* START *

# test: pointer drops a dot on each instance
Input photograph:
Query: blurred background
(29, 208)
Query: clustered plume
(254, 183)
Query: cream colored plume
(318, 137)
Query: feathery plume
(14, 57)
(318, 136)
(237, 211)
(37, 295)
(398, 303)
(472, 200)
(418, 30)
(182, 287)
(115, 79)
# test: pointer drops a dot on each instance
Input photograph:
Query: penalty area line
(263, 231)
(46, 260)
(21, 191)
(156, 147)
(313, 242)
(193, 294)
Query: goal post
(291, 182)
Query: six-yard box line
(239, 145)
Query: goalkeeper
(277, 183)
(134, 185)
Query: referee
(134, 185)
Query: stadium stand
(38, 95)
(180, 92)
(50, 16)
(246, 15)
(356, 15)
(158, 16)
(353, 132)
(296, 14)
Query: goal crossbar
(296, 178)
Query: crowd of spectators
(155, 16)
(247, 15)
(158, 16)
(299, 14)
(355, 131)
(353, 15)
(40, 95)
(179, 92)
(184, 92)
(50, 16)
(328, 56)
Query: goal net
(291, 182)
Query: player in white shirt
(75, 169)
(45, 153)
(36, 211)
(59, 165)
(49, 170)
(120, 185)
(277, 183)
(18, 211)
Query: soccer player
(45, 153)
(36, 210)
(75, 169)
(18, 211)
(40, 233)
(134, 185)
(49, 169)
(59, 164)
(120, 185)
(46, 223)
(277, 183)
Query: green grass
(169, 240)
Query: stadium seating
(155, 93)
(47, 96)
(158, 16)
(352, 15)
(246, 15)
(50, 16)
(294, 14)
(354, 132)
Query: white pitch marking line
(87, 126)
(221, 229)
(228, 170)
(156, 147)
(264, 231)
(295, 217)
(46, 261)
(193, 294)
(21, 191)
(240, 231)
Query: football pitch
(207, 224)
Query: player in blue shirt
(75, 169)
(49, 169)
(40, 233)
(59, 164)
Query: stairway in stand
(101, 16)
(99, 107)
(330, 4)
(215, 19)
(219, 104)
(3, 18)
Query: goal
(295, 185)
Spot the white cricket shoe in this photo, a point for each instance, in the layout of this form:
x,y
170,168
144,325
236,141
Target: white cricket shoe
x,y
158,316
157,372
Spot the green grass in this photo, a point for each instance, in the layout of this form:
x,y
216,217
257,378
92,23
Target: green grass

* END *

:: What you need to do ::
Copy the data above again, swapping every "Query" for "Prompt" and keeping everything else the same.

:: Solution below ::
# test: pointer drops a dot on each instance
Input photograph:
Prompt: blurred background
(29, 208)
Prompt: clustered plume
(254, 183)
Prompt: cream colored plume
(318, 137)
Prompt: feathery plume
(14, 57)
(318, 136)
(237, 211)
(37, 295)
(398, 303)
(472, 200)
(418, 30)
(182, 287)
(115, 79)
# test: pointer drops a dot on each instance
Input photograph:
Prompt: penalty area line
(263, 231)
(46, 260)
(21, 191)
(156, 147)
(313, 242)
(193, 294)
Prompt: goal post
(291, 182)
Prompt: six-yard box line
(239, 145)
Prompt: goalkeeper
(277, 183)
(134, 185)
Prompt: referee
(134, 185)
Prompt: stadium stand
(38, 95)
(180, 92)
(50, 16)
(246, 15)
(356, 15)
(158, 16)
(353, 132)
(296, 14)
Prompt: goal crossbar
(296, 178)
Prompt: crowd of spectators
(155, 16)
(247, 15)
(158, 16)
(299, 14)
(355, 131)
(353, 15)
(40, 95)
(179, 92)
(184, 92)
(50, 16)
(328, 56)
Prompt: goal net
(291, 182)
Prompt: player in white shirt
(75, 169)
(45, 153)
(36, 211)
(59, 165)
(49, 170)
(120, 185)
(277, 183)
(18, 211)
Prompt: soccer player
(45, 153)
(36, 210)
(75, 169)
(18, 211)
(40, 233)
(134, 185)
(49, 169)
(59, 164)
(120, 185)
(46, 223)
(277, 183)
Prompt: green grass
(169, 240)
Prompt: stadium seating
(155, 93)
(47, 96)
(158, 16)
(352, 15)
(246, 15)
(50, 16)
(294, 14)
(354, 132)
Prompt: white pitch marking line
(87, 126)
(221, 229)
(228, 170)
(156, 147)
(264, 231)
(295, 217)
(46, 261)
(193, 294)
(21, 191)
(240, 231)
Prompt: football pitch
(207, 224)
Prompt: player in blue shirt
(75, 169)
(49, 169)
(40, 233)
(59, 164)
Prompt: stairway in stand
(101, 16)
(99, 107)
(330, 4)
(215, 19)
(219, 104)
(3, 18)
Prompt: goal
(295, 185)
Spot the white cricket shoe in this photo, a point for each instance, in the layout of this form:
x,y
170,168
144,325
236,141
Target: white cricket shoe
x,y
158,316
157,372
Spot the green grass in this photo, a point for each instance, in the layout of this form:
x,y
216,217
257,378
92,23
Target: green grass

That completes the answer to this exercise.